Records supplied:
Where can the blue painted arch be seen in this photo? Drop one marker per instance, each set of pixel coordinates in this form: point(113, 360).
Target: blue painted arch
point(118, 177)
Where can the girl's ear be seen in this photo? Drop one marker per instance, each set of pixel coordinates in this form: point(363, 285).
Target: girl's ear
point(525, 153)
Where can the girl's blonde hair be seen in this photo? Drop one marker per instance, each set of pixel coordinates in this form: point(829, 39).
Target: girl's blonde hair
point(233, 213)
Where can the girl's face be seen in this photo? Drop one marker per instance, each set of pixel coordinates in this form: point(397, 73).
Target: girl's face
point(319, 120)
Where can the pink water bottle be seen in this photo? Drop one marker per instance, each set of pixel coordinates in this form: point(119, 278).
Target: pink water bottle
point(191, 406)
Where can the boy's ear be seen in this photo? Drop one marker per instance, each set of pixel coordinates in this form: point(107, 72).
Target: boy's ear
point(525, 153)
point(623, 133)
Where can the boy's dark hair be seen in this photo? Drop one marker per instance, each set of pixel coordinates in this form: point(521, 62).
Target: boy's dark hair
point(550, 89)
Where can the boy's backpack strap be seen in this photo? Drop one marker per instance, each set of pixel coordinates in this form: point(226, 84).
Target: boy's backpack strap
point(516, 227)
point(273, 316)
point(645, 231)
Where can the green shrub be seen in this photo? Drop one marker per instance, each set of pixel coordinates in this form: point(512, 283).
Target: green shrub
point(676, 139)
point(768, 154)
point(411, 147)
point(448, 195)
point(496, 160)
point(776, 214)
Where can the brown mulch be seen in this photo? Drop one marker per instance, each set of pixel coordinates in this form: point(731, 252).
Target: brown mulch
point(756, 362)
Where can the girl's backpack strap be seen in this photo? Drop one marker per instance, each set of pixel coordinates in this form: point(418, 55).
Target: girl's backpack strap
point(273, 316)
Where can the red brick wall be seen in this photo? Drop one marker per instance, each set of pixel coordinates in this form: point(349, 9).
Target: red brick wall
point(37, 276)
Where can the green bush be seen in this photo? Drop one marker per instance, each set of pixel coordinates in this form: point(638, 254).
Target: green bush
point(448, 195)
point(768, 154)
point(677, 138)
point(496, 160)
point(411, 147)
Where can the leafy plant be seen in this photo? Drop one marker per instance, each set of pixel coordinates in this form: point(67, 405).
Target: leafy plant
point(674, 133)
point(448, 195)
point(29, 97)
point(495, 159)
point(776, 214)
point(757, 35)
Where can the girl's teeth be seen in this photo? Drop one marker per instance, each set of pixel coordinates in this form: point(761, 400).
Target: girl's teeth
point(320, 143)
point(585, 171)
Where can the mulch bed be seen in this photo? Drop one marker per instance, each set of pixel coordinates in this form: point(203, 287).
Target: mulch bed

Task statement: Rewrite every one of the records above as a numbered list, leaving out any blank lines.

Written solution:
1. Where can the blue painted arch be seen in this photo? Drop one marker per instance, each set of pixel coordinates in this form: point(113, 360).
2. Target: blue painted arch
3. point(118, 177)
4. Where can the girl's ear be seen in this photo? Drop one marker per instance, each set of pixel coordinates in this form: point(363, 285).
5. Target: girl's ear
6. point(525, 153)
7. Where can the girl's blonde hair be seen in this photo? Drop one marker per instance, each set of pixel coordinates in this form: point(829, 39).
8. Target: girl's blonde hair
9. point(233, 213)
10. Where can the girl's face be seen in this photo? Drop one marker per instance, each set of pixel coordinates in this form: point(397, 73).
11. Target: girl's face
12. point(319, 120)
13. Where can the pink water bottle be seen in this photo? Drop one marker per instance, each set of pixel coordinates in this form: point(119, 278).
14. Target: pink water bottle
15. point(191, 406)
16. Where can the boy's ear be seen in this photo? Drop one marker per instance, each set of pixel coordinates in this form: point(107, 72).
17. Target: boy's ear
18. point(525, 153)
19. point(623, 133)
20. Where can the boy's dark hair be seen in this photo? Drop one marker per instance, each set of pixel coordinates in this form: point(521, 62).
21. Target: boy's dark hair
22. point(550, 89)
23. Where can the boy's backpack strap be seen in this photo? Drop one marker per instance, each set of pixel coordinates in this form: point(226, 84).
24. Target: boy's backpack strap
25. point(516, 227)
26. point(273, 316)
27. point(645, 231)
28. Where can the green shrub be seen in this photo? Drop one marker per instance, each set of pixel coordinates in this form: point(512, 283).
29. Target: green shrub
30. point(676, 139)
31. point(768, 154)
32. point(411, 147)
33. point(448, 195)
34. point(496, 160)
35. point(776, 214)
36. Where can the brown mulch be seen in this photo? Drop one marker per instance, each set of pixel coordinates in this form: point(731, 252).
37. Target: brown mulch
38. point(756, 362)
39. Where can the girl's backpack strap be seen in this photo? Drop one marker per instance, each set of pixel coordinates in this form: point(418, 55).
40. Target: girl's backpack strap
41. point(273, 316)
42. Where can the red brick wall be seen in this photo? Drop one marker per instance, each set of pixel coordinates in this form: point(349, 9).
43. Target: red brick wall
44. point(37, 276)
45. Where can the green bush be seen in this photo? Drop one marker per instance, each set of pixel coordinates in this form: point(638, 254).
46. Target: green bush
47. point(448, 195)
48. point(768, 154)
49. point(677, 138)
50. point(496, 160)
51. point(411, 147)
52. Where can the leafy plant be seen in this photo? Drop one marker per instance, each set of pixel coordinates in this form: point(67, 405).
53. Target: leafy plant
54. point(674, 133)
55. point(448, 195)
56. point(29, 97)
57. point(495, 159)
58. point(776, 214)
59. point(757, 35)
60. Where can the girl's teeth be seen in this photo? Drop one marker per instance, each set of pixel coordinates in this form: point(761, 400).
61. Target: girl's teeth
62. point(320, 143)
63. point(585, 171)
64. Where can the mulch bed be seen in this photo? Drop one marker per instance, each set of pixel coordinates in this form: point(203, 287).
65. Target: mulch bed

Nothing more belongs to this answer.